I recently embarked on a two week road trip to see parts of America I’ve never seen before. As my family and I drove across the country–through the Texas and Oklahoma panhandles, Kansas, Nebraska, South Dakota, Wyoming, Colorado, Arizona, and New Mexico–the landscape and sites constantly reminded me of works of art from the Museum’s collection.
Red River, TX
Nic Nicosia, River, 1981, Dallas Museum of Art, General Acquisitions Fund
Haystacks in Kansas
Florence E. McClung, Squaw Creek Valley, 1937, Dallas Museum of Art, gift of Florence E. McClung
Road signs, Kansas
Coreen Mary Spellman, Road Signs, 1936, Dallas Museum of Art, gift of Helen, Mick and Thomas Spellman
We saw expansive flat lands transform into rolling hills, then the rough and brittle Badlands. We saw Mount Rushmore and the Crazy Horse Monument in the Black Hills. We saw purple mountains and red rocks in Colorado and camped among tree filled peaks. We were even visited by a moose in the Rio Grande National Forest.

::::::

» Exercise instructions
**a.** Repeat the road trip account word for word from "Red River, TX" to "Grande National Forest.".
**b.** In the road trip account, where did a moose visit the family?
**c.** Resume the road trip account after its final sentence.

(Excerpts from a pointing dataset)
::::::

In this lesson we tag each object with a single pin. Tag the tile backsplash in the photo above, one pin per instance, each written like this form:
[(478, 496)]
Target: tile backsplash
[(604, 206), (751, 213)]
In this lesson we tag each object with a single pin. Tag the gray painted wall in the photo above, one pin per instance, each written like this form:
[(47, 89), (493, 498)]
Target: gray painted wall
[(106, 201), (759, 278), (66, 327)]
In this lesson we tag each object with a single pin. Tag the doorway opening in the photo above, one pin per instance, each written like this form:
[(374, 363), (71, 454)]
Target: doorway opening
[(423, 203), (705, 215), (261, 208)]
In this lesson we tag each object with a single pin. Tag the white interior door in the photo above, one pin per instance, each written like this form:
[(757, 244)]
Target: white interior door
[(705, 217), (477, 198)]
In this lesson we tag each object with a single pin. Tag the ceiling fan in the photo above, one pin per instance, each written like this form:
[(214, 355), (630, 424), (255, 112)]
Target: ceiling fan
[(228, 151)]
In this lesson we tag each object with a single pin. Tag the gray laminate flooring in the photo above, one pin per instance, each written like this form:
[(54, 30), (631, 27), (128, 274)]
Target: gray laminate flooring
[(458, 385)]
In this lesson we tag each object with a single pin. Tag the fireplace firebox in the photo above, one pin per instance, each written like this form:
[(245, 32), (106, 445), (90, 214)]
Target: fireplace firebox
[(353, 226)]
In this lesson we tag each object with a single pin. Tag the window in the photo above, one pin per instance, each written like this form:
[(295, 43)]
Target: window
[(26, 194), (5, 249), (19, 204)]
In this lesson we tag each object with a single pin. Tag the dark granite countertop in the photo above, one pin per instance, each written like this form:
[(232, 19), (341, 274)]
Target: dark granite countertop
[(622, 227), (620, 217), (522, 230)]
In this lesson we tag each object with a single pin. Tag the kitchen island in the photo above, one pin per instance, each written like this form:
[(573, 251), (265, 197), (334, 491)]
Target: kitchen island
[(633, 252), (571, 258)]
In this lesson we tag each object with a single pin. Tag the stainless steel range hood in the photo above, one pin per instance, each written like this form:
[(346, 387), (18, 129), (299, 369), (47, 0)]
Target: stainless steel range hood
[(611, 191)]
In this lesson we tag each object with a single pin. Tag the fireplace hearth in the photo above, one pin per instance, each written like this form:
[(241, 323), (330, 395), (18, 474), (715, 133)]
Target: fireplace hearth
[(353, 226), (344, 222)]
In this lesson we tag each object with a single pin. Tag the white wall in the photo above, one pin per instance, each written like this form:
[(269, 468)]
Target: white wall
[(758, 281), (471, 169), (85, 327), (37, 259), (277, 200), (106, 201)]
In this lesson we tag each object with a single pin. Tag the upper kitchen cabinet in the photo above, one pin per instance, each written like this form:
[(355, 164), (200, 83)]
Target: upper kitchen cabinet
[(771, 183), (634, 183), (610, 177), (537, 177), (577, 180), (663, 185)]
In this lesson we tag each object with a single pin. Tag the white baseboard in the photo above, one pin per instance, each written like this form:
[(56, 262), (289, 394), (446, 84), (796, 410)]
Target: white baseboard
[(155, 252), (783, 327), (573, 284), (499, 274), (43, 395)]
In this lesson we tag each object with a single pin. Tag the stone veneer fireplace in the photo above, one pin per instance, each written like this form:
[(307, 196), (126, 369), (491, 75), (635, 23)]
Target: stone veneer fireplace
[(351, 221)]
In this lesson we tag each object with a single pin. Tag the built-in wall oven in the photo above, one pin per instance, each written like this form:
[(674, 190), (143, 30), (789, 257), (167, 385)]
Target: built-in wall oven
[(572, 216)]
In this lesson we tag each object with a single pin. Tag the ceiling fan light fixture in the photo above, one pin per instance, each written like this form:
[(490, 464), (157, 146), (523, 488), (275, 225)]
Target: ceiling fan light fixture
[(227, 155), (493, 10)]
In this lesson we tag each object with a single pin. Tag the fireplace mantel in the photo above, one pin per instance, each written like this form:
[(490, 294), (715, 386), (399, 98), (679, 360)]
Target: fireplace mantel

::::::

» Expected answers
**a.**
Red River, TX
Nic Nicosia, River, 1981, Dallas Museum of Art, General Acquisitions Fund
Haystacks in Kansas
Florence E. McClung, Squaw Creek Valley, 1937, Dallas Museum of Art, gift of Florence E. McClung
Road signs, Kansas
Coreen Mary Spellman, Road Signs, 1936, Dallas Museum of Art, gift of Helen, Mick and Thomas Spellman
We saw expansive flat lands transform into rolling hills, then the rough and brittle Badlands. We saw Mount Rushmore and the Crazy Horse Monument in the Black Hills. We saw purple mountains and red rocks in Colorado and camped among tree filled peaks. We were even visited by a moose in the Rio Grande National Forest.

**b.** In the Rio Grande National Forest.

**c.**
Carhenge in Alliance, NE
Laurie Simmons, Stonehenge, 1984, Dallas Museum of Art, gift of Fredericka Hunter and Ian Glennie, Houston
Windmill well in Nebraska
Peter Hurd, Windmill well at Night, 1935-36, Dallas Museum of Art, bequest of Rozwell Sam Adams in memory of Herndon Kimball Adams and Loither Iler Adams
We drove past mesas, buttes, and Glen Canyon Dam. We kayaked in the clearest fresh water at Lake Powell and jumped off cliffs. We visited the (inaccurately named) Aztec Ruins left behind by an Ancestral Pueblo society. We saw the adobe houses and desert landscapes that inspired Georgia O’Keeffe. And then we made our way back home though west Texas.
Badlands, South Dakota
Frances Skinner, East of Socorro, 1940, Dallas Museum of Art, Museum League Prize, Eleventh Annual Dallas Allied Arts Exhibition, 1940
Distant rainstorm, Wyoming
Edward Bearden, Storm on the Plains, 1944, Dallas Museum of Art, Ted Dealey Purchase Prize, Fifteenth Annual Dallas Allied Arts Exhibition, 1944
Rio Grande National Forest, Colorado
Alexandre Hogue, From Harriett’s Cabin, 1927, Dallas Museum of Art, The Barrett Collection, Dallas, Texas
Take a break from the Texas heat and take your own journey across the world and through time in the DMA’s permanent collection galleries this summer.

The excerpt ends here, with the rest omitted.